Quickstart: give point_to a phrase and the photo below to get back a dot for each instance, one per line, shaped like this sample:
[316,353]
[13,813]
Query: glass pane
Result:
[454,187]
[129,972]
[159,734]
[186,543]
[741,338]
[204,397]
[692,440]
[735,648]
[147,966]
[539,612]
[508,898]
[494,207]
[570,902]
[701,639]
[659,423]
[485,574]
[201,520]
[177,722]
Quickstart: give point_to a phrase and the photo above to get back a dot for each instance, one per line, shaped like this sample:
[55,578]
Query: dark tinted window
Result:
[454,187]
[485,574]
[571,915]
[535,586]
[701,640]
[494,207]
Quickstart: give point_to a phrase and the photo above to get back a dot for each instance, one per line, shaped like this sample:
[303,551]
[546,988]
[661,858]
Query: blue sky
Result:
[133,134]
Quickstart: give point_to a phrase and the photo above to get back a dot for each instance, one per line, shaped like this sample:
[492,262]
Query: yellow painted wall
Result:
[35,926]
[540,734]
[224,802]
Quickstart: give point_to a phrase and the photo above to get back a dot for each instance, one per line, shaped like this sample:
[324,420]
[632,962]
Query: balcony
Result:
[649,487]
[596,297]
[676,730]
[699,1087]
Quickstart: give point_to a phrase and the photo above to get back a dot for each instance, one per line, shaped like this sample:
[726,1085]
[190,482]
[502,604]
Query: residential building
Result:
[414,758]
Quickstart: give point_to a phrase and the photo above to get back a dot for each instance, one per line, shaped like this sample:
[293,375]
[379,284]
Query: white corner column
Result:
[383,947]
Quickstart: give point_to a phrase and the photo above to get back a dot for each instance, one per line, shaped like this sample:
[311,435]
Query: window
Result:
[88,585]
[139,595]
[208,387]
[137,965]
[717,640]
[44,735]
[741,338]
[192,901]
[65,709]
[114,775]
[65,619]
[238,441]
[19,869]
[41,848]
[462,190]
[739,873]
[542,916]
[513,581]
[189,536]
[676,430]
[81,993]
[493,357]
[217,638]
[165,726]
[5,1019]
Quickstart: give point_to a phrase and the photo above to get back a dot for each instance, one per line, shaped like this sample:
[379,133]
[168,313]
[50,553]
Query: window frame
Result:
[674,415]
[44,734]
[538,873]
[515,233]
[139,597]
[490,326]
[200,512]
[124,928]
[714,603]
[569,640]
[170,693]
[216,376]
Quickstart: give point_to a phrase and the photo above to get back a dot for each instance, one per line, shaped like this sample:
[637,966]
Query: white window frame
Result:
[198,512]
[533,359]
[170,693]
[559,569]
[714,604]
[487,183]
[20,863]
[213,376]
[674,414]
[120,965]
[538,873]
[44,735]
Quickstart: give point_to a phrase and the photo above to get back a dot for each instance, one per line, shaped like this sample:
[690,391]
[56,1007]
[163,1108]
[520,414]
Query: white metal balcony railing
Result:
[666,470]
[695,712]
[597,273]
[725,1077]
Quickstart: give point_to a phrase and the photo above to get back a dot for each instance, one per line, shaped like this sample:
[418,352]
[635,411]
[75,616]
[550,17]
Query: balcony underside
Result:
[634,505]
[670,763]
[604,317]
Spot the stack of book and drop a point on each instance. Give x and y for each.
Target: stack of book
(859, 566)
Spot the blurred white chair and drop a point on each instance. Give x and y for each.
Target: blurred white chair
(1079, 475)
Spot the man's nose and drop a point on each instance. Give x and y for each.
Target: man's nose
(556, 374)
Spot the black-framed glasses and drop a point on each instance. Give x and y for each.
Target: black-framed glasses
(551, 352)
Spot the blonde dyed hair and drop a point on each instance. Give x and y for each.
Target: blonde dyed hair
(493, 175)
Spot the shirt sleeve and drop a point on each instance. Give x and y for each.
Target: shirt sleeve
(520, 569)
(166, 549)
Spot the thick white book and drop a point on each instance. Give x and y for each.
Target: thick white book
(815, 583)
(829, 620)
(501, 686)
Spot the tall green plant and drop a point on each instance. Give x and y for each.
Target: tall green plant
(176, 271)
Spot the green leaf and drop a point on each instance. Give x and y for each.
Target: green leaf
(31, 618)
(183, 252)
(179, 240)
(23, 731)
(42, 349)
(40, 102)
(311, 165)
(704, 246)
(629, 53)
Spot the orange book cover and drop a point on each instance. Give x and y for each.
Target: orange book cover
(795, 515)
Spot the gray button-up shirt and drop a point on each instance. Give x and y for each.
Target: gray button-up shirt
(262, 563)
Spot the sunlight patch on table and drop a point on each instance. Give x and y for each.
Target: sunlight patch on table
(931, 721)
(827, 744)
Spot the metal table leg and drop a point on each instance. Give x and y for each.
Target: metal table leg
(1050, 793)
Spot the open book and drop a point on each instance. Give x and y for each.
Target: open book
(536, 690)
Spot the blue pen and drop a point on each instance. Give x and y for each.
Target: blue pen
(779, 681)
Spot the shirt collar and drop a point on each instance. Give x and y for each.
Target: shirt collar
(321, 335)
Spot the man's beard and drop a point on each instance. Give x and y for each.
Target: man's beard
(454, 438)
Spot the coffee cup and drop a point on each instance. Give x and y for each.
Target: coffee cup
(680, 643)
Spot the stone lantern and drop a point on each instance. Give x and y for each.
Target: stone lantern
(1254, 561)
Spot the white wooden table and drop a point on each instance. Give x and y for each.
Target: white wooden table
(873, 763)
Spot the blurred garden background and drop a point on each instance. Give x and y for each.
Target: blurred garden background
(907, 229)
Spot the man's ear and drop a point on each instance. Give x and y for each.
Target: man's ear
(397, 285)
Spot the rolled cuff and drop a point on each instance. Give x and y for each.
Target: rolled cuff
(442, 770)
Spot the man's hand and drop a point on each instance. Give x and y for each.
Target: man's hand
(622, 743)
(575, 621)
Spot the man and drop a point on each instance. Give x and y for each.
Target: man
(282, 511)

- [TASK TO COMPLETE]: Every line between the one holding "Spot the shirt collar" and the end of the listing above, inclusive, must be transcribed exactly; omit all others.

- [RESULT]:
Spot the shirt collar and drop a point on each instance. Give x and y for each.
Target: shirt collar
(321, 335)
Spot the man's beard and drop a point on each instance. Give x and y for each.
Target: man's beard
(454, 438)
Spot the coffee cup and drop a point on each instance. Give x and y for each.
Target: coffee cup
(680, 643)
Spot the stone lantern and drop a point on each instance. Give x and y for each.
Target: stone lantern
(1254, 561)
Spot the white wooden table and drop a point on each instance. Give x and y for each.
Target: white wooden table
(873, 763)
Spot the blurred garden background and drop a point on each instance. Give x and y for each.
Target: blurred garden background
(907, 229)
Spot the man's ear and drop a point on each instance. Give x and y for each.
Target: man's ear
(397, 285)
Spot the rolled cuff and drop a point on each instance. Give x and y for each.
Target: rolled cuff
(442, 770)
Spot the man's hand and drop a point on each instance. Give x and y for each.
Target: man's hand
(622, 743)
(575, 621)
Spot the man and drop a point on each instance. Give x and y for each.
Target: man
(282, 511)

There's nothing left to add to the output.